*Your objective*:
Return exactly the span of lines in the following data that opens with the line containing "For the dataset, tag each instance of the woman's" and closes with the line containing "For the dataset, tag each instance of the desk". Include nothing else.

*Items from a dataset*:
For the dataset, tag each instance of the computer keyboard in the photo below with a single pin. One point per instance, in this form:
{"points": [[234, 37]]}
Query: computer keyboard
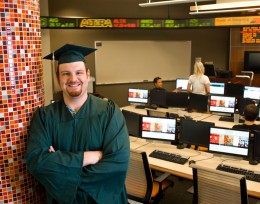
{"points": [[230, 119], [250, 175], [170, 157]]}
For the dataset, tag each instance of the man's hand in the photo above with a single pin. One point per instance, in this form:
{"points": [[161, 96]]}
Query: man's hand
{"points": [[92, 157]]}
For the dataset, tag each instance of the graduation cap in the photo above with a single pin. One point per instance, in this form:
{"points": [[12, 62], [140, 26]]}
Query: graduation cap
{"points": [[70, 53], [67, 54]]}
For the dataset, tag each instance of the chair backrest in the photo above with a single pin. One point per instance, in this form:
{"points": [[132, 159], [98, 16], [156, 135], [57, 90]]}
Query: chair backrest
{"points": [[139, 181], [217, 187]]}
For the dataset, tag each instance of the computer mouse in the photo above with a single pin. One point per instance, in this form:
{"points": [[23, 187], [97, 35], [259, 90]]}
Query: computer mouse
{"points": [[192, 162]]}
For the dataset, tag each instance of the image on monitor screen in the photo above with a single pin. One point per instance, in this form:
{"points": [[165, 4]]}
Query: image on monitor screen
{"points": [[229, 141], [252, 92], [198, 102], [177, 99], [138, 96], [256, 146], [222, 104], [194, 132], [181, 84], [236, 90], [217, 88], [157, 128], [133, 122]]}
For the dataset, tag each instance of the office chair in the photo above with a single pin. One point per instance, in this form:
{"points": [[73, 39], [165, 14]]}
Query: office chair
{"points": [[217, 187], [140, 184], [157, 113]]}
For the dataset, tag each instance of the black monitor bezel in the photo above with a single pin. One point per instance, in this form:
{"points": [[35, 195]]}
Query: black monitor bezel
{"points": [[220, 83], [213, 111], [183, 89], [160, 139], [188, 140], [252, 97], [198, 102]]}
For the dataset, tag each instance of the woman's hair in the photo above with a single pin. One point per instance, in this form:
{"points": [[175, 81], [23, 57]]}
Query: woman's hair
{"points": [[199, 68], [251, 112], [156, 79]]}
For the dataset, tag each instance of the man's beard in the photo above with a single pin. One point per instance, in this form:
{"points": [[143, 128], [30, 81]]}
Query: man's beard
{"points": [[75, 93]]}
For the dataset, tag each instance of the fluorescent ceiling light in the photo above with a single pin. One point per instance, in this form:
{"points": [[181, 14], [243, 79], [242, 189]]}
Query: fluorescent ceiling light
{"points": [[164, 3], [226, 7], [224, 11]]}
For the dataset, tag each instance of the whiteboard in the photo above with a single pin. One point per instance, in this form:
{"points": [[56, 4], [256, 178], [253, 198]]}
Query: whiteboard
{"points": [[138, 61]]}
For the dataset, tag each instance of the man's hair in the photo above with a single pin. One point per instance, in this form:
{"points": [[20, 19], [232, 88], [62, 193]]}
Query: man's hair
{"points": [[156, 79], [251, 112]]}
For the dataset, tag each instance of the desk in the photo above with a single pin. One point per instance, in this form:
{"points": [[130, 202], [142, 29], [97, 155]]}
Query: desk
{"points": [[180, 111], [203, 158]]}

*Response to this task*:
For the dataset, tag each instance of the woman's hair in the photo above with a single pin. One point per instance, in this form:
{"points": [[175, 81], [23, 57]]}
Query: woman's hair
{"points": [[199, 68], [251, 112], [156, 79]]}
For the dataset, tag each instance of the man's beard in the photo above with a single pin. One point per instance, in this form:
{"points": [[143, 128], [30, 81]]}
Query: man's beard
{"points": [[75, 93]]}
For the dataset, tag each instance of the fluorescent ceiling light in the photo above with a single pin. One point per instance, in this form:
{"points": [[181, 14], [243, 79], [242, 189]]}
Query: fluorescent ceiling light
{"points": [[164, 3], [226, 7], [224, 11]]}
For the dataset, tag each instance of the whiteboard in the photo above with a single pin. One point per instance, in this form:
{"points": [[56, 4], [256, 178], [253, 198]]}
Query: whiteboard
{"points": [[138, 61]]}
For the dataset, tag each instance of the man's hair in the photo above with a single pin. One point per instance, in this form:
{"points": [[20, 19], [232, 88], [62, 193]]}
Query: man's hair
{"points": [[156, 79], [251, 112]]}
For the dataset, tag each instance of the desk in the photo above with a single pin. One point per instance, in this form:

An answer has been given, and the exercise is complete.